▶ Image location labeling entries:
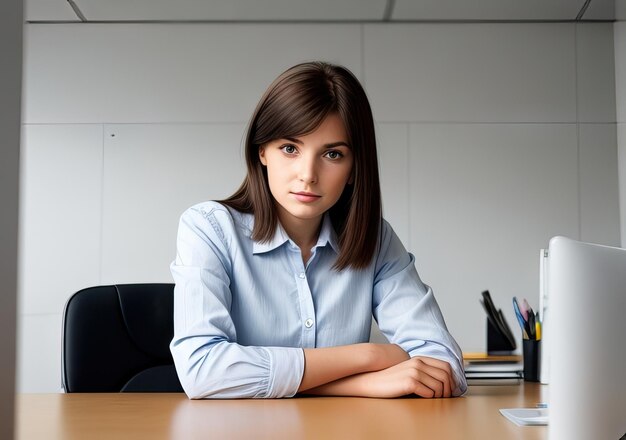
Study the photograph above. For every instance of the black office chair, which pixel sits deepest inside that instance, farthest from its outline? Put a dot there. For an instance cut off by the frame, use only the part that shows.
(116, 339)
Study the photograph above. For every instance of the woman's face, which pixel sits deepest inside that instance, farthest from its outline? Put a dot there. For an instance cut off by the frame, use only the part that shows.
(307, 174)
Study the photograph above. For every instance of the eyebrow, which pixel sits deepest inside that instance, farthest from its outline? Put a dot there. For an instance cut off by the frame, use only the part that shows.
(331, 145)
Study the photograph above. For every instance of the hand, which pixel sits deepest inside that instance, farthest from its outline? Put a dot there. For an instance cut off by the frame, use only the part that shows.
(423, 376)
(383, 356)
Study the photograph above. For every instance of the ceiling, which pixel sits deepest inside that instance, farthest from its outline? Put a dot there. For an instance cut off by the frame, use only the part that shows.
(317, 10)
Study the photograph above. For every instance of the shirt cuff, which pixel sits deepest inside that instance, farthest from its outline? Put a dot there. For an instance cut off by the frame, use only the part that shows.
(287, 368)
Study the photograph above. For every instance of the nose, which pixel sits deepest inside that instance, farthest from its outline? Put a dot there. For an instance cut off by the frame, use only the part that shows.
(307, 170)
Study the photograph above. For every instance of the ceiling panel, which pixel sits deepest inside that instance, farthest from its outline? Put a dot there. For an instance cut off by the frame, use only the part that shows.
(620, 9)
(600, 10)
(48, 10)
(232, 10)
(487, 9)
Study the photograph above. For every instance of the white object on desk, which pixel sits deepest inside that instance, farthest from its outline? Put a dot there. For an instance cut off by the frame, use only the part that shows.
(587, 288)
(526, 416)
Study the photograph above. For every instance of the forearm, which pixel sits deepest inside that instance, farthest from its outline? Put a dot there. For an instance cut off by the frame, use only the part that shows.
(326, 365)
(355, 386)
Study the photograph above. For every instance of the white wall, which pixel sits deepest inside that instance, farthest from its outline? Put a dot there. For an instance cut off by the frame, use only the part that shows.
(492, 137)
(620, 93)
(11, 17)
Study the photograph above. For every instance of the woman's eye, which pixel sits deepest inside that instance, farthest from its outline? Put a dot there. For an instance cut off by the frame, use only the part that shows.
(289, 149)
(334, 155)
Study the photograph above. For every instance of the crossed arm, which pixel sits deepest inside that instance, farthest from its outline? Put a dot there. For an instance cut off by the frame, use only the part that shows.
(374, 370)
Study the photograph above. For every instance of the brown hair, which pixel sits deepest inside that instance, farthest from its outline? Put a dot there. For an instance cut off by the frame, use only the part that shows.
(296, 104)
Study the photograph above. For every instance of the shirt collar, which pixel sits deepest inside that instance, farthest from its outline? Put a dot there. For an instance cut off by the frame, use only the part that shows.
(280, 237)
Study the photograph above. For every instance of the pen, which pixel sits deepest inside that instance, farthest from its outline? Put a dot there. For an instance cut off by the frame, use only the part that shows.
(537, 327)
(531, 324)
(520, 318)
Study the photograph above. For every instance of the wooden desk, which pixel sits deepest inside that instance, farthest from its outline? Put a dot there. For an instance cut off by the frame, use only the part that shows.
(154, 416)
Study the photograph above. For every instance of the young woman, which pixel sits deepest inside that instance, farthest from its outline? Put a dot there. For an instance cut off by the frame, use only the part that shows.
(276, 285)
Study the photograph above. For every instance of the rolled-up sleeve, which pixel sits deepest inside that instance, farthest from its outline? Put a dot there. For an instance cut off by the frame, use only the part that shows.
(209, 361)
(407, 312)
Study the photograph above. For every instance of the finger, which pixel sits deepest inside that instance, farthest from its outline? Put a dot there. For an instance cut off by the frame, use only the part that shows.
(445, 368)
(436, 385)
(423, 391)
(434, 377)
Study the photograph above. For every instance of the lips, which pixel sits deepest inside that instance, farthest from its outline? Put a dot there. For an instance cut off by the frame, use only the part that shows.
(306, 197)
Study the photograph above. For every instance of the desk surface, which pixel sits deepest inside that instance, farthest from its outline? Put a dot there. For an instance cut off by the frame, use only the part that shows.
(154, 416)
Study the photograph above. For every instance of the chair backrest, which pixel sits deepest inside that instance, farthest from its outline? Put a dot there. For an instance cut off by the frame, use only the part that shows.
(116, 338)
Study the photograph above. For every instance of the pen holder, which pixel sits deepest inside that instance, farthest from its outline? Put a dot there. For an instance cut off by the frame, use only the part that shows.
(532, 349)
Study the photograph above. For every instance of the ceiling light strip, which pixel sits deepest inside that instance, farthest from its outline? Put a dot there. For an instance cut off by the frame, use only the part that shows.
(77, 11)
(389, 10)
(583, 10)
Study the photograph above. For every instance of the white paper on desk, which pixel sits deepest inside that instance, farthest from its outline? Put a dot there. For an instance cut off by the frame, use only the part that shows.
(526, 416)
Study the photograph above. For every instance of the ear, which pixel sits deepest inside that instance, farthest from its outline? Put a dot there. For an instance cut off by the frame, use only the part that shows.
(262, 155)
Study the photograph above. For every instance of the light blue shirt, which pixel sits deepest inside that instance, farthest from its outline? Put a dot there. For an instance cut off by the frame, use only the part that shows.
(244, 310)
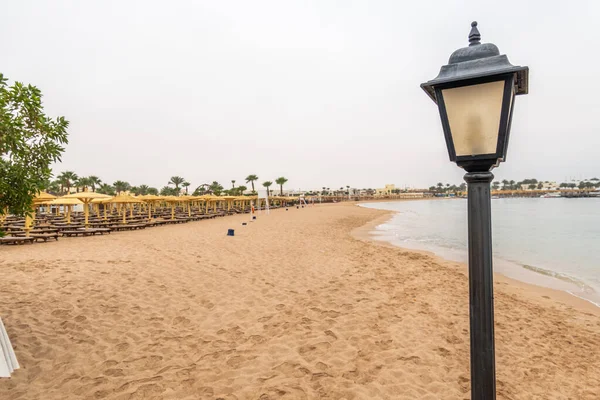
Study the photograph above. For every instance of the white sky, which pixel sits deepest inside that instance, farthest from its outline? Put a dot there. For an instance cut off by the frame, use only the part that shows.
(325, 93)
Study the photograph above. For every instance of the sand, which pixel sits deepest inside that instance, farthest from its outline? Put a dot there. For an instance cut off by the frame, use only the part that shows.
(297, 305)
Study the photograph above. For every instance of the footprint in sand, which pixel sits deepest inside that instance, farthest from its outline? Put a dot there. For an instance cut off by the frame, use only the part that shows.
(114, 372)
(181, 321)
(312, 350)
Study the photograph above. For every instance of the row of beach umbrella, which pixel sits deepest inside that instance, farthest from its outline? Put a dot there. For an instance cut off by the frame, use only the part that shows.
(86, 199)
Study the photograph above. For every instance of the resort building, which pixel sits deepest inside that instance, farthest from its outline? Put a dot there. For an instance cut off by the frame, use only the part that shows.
(387, 190)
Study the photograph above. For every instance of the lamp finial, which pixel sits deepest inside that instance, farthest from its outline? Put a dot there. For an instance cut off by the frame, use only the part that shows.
(474, 35)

▶ Given problem:
Quote the records in full and exactly; skip any image.

▶ Solution to this problem:
Study the photograph above. For every instance of the black office chair, which pixel sits deepest inside that instance, farthest from its outline? Put a dot there. For an instance cut off by the frame, use only the part that shows.
(116, 339)
Study the photograph above. For every instance of the woman's face, which pixel sits deepest inside that instance, farthest from its outline? Put a dot there. For an instance cut off by the frame, use only the part that shows.
(307, 174)
Study the photograph above. For every instance of the eyebrow, which pixel sits deepest inside that instance, farthest from its outline? Put a dot there. For an instance cut off by the frame, use only the part that shows.
(331, 145)
Study the photograph above. For every instance of the hand, which pixel sits deepest inside that instance, farthest from its outline? Put a dot there. For an instance cut off by the frame, use only the part that shows.
(423, 376)
(383, 356)
Study the photograph above. For every instance of the ceiling, which pixel sits deepest inside that instance, farthest from its outline? Put a dot there. For an instance cut off by the frame, use only the part that shows.
(317, 10)
Study the photograph above. For every instance of the shirt cuff, which pixel sits deepest inside that instance, farthest from its outline? Put a dot there. For an instance cut off by the frame, use only the part that shows.
(287, 368)
Study the photograph above. For every instance of the nose, which pixel sits deepest inside that instance, farthest from its outline? Put a dot there. For an instance cut off by the frame, use only the part that shows.
(307, 170)
Study the photograph above. For every instance of the ceiling panel, which pixel sits deepest inside that instance, farthest from its outline? Put a dot there. For an instance cut off by the frame, use only the part that shows.
(620, 9)
(600, 10)
(48, 10)
(232, 10)
(487, 9)
Study the photograph above. For every instance of the white object on desk, which pixel sits deepest inside that instance, farthest from its outline? Put a dot there. For an instance cut off by the frame, use only the part that shows.
(587, 288)
(526, 416)
Study the photograph above. For every instance of the forearm, which pixel sits deepest inside that instance, farthest from its outline? Put a dot there. For an instance cut off by the frame, use only the part that shows.
(326, 365)
(355, 386)
Study the photograph above. For every instance of the white wall, which pixel sits deepest inside that instance, farthest from its outline? Put a dot there. For an instance cut off by the frame, use only the part that shows.
(492, 137)
(620, 93)
(11, 17)
Study the photograph above. For every instance of the woman's eye, which pixel sits deepest inside that instance, farthest from its outline? Put a dot there. For an instance cut off by the frame, use only the part that shows.
(289, 149)
(334, 155)
Study the photograph above. For every instance of the crossed arm, which pixel sits deepest inside that instance, farthest from its outline? Put a dot there. For an instance cut off by the frame, use only the part that shows.
(374, 370)
Study the photograph above. For every instance of the brown hair, which pixel sits deepest inside that instance, farthest from its outline? Put a dot there. For an instance cut off by the frame, use only the part that shows.
(296, 104)
Study the photograph above. For every instance of the shirt collar, which pixel sits deepest inside that instance, farthest from its outline? Put a dot there. For an instance cut off by the frame, use only the part that shows.
(280, 237)
Study the photograph above. For every instance of the pen, which pixel sits deepest inside that instance, farthest from its outline? Put a dot there. For an instance cut off by the frame, use only the part that shows.
(537, 327)
(531, 324)
(520, 318)
Study the photograph above. For every instance of the wooden desk, which pixel sits deepest inside that instance, farthest from its outline? Put a dot there. For an instance cut off by the frame, use only the part that shows.
(154, 416)
Study the photograph above. For every instance of the young woman, which pixel sits deepest inside that instance, farthest from its outline? Put a dot there. For an instance cut off by the frame, use only the part that shows.
(276, 285)
Study the photograph above. For every instance of the rolled-up sleeve, which pixel sits deepest inside that instance, farthest from its outline? Put a dot there. For an instance cut off by the frame, use only the part that shows.
(209, 361)
(407, 312)
Study the photograph above. For every instance of the finger, which pixel sits deepest inside that instance, farthest from its outline? Put a dot there. For an instance cut off by the frame, use only the part that shows.
(445, 368)
(436, 385)
(423, 391)
(434, 377)
Study the photograph above. For every instance of the lips, which pixel sits deepest inside that instance, farthest from its outline? Put a dot there. For an instance cut off by the frame, use only the part that shows.
(306, 197)
Study the photograph above. For every instance of the desk surface, which pixel sits deepest inside that instance, farthest from its outline? Put a dot there. For an instance cut off by the frame, use only the part that shows.
(154, 416)
Study the photograph above. For every instance of the chair backrest, which pixel sits deepest inside that instance, farthest from its outline? Put a dot there. For an instance cut off by the frame, use only the part that shows.
(116, 338)
Study the photograph above. For every instance of the pen holder, which pixel sits deepest inside that instance, farthest from its outline? Put a dot there. For an instance cut off by the frame, use only the part that shows.
(532, 349)
Study the photograph above. For every instance of the ceiling light strip, which pixel sits deepest inside that instance, farthest from its outline? Put a dot there. For an instance cut off by the frame, use only the part that shows.
(77, 11)
(389, 10)
(583, 10)
Study the photograph above. For every instance of the white paper on desk, which pixel sits deepest inside that instance, farthest from its outline? Put a dot there. For an instance cut off by the frame, use only the part that shows.
(526, 416)
Study the photograph above. For every instance of the ear, which pixel sits deepest inside that instance, farthest from its outline? Put a dot there. For an instance cut off by the frame, use only the part that shows.
(262, 155)
Study the photograph above. For every instance of the light blue shirt, which pixel sits deepest inside that instance, farthest from its outline? Put a dot there. For an instance cut off by the frame, use only the part that shows.
(244, 310)
Study the photograph above. For every instance of the white sky, which pixel sits deepest inside that instance, farthest from its outline? Put a dot there. For an instance cut off by the frame, use only the part that shows.
(325, 93)
Study the photograph above. For every instance of the sand, which pixel sits deepest inside that instance, farthest from its outline? Put a dot there. For an instance cut off by the frame, use only the part that shows.
(297, 305)
Study the photograph above. For every instance of the footprint in sand, which pixel sits deepest inside that instance, farthest from its outline? Put a dot there. For an instance cut off by the frame, use only the part that shows.
(114, 372)
(181, 321)
(312, 350)
Study the photograph above. For every instance of the row of beach umbrella, which pixel sits deepest inside that instance, farthest from its outline? Put a dot there. For an instance cut off by the frame, use only the part that shows.
(86, 199)
Study the photograph above. For every instance of the resort building, which pixel sits deepest inside that instance, farthest from its outline? Put a dot there. For an instance cut off by the frame, use only the part that shows.
(387, 190)
Study the photograph above. For every instance of the lamp finial, which pixel sits deepest inside that instance, farthest from its outline? Put a dot there. For an instance cut off by the frame, use only the part that shows.
(474, 35)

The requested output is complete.